* BEGIN Text shown *
TechEarl

How to Match HTML Tags with Regex (And Why You Probably Shouldn't)

Match HTML tags with regex when you must, and the case for parsing instead. Patterns for opening, closing, self-closing, attribute-bearing tags, JavaScript / Python / PHP, engine notes, common mistakes.

Ishan KarunaratneIshan Karunaratne⏱️ 10 min readUpdated
Match HTML tags with regex when you have to. Patterns for opening, closing, self-closing, and attribute-bearing tags. JavaScript / Python / PHP examples, engine notes, common mistakes, parser alternative.

The shortest regex that matches a simple HTML opening tag: <[a-zA-Z][a-zA-Z0-9]*>. It accepts <div>, <p>, <h1>, and rejects <123> (numeric first character) and <!doctype html> (those special angles). For tags with attributes, closing tags, self-closing tags, or attribute capture, the pattern gets longer. Below I walk every variant with runnable code in JavaScript, Python, and PHP, engine notes per language, the bugs I've shipped, and I'll be honest about when this is the wrong approach (which is most of the time).

HTML is famously not a regular language. A parser handles nested structure, attribute quoting, void elements, character entities, comments, and CDATA correctly; regex handles none of those. The patterns below are for the narrow cases where a parser is overkill (log scanning, quick search-replace in a single file, stripping known tags from trusted text) and never for parsing untrusted HTML.

Quick reference

Simple tag (no attributes):

code
<[a-zA-Z][a-zA-Z0-9]*>

Opening tag with attributes:

code
<[a-zA-Z][a-zA-Z0-9]*(\s+[a-zA-Z-]+(\s*=\s*("[^"]*"|'[^']*'|[^\s>]+))?)*\s*>

Closing tag:

code
</[a-zA-Z][a-zA-Z0-9]*\s*>

Self-closing (XHTML/JSX):

code
<[a-zA-Z][a-zA-Z0-9]*[^>]*\/>

Simple tag (no attributes)

code
<[a-zA-Z][a-zA-Z0-9]*>

Matches: <div>, <p>, <h1>, <MyComponent>. Rejects: <123>, </div>, <br/>, <!doctype html>.

The first character has to be a letter; subsequent characters can be alphanumeric. This follows the HTML spec's element-name rules.

Opening tag with attributes

code
<[a-zA-Z][a-zA-Z0-9]*(\s+[a-zA-Z-]+(\s*=\s*("[^"]*"|'[^']*'|[^\s>]+))?)*\s*>

The pattern after the element name handles attributes: zero or more of (\s+name(=value)?). The attribute value is one of:

  • "double-quoted"
  • 'single-quoted'
  • unquoted (no whitespace, no >)

This matches <a href="https://example.com">, <input type="text" required>, and <div class='card primary' data-id="42">.
* END Text shown *
* BEGIN Records *
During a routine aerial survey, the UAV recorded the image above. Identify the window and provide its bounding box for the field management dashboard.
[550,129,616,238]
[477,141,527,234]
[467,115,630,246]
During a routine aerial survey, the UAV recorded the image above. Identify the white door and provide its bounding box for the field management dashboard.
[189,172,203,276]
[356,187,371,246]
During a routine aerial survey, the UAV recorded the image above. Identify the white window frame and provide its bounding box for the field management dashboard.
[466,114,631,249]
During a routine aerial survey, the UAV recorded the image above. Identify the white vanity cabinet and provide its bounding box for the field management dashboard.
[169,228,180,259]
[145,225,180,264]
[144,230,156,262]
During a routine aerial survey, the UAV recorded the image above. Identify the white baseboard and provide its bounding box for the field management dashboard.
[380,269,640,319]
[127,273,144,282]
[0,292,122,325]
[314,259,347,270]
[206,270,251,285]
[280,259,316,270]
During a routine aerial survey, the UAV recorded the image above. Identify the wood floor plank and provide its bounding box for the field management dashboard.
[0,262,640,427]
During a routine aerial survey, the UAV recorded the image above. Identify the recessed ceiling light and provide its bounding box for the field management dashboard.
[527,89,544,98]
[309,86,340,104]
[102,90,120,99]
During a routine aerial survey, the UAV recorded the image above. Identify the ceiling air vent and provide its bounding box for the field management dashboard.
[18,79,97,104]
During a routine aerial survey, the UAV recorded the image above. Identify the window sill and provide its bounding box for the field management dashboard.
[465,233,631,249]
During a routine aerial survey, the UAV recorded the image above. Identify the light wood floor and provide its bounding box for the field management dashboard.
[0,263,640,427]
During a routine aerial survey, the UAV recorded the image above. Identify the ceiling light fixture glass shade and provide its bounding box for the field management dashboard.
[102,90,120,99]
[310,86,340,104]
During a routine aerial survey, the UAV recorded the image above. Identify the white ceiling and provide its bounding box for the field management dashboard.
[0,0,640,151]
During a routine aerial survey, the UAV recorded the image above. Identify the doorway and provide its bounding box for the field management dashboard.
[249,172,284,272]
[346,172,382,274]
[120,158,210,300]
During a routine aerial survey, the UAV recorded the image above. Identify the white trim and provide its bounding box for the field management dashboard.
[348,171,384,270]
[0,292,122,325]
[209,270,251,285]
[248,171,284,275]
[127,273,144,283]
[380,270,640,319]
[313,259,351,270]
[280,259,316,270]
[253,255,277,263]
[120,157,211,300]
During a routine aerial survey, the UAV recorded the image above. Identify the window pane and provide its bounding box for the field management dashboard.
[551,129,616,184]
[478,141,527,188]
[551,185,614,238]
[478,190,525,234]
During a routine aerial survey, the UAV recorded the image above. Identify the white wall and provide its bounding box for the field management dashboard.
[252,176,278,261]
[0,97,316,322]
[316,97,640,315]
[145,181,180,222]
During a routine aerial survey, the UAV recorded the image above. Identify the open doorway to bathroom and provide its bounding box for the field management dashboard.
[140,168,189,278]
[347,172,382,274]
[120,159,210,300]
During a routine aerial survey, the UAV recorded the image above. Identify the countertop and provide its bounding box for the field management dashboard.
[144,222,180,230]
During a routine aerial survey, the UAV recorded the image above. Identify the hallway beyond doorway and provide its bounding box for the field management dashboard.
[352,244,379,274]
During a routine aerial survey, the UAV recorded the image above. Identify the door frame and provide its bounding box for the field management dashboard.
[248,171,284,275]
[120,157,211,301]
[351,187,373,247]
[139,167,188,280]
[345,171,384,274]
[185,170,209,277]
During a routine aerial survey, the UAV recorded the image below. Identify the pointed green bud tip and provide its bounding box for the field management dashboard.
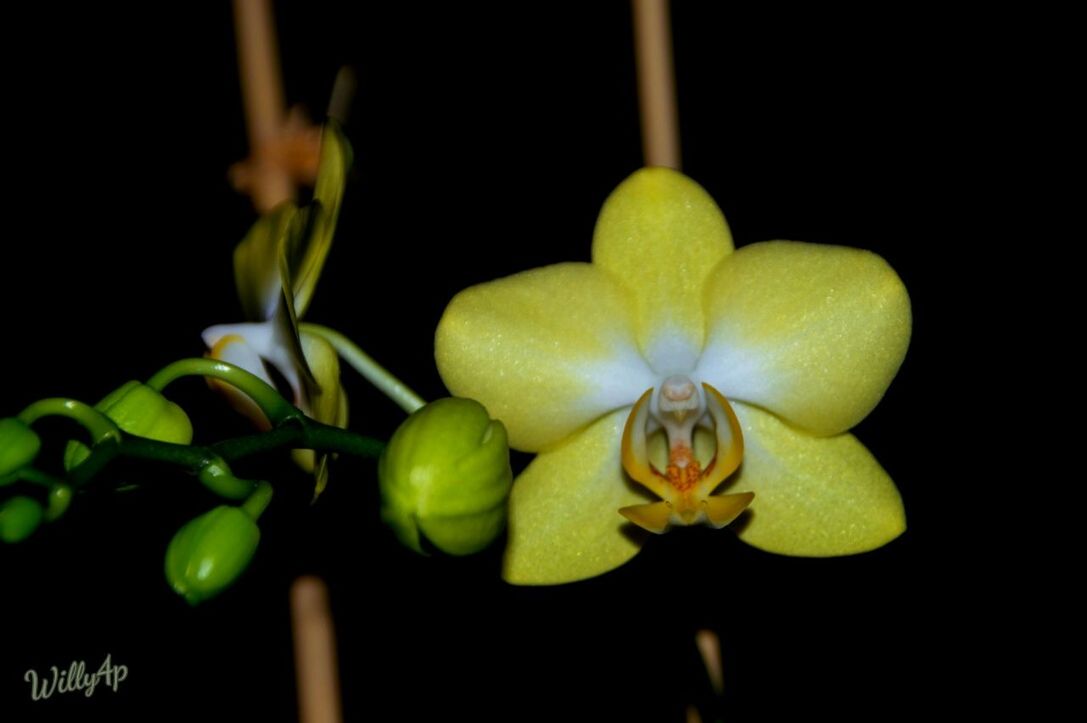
* END Records *
### Your instructions
List every string that the article on matching HTML tags says the simple no-attribute tag pattern rejects. The data has nothing to do with the article about matching HTML tags with regex.

### Problem solution
<123>, </div>, <br/>, <!doctype html>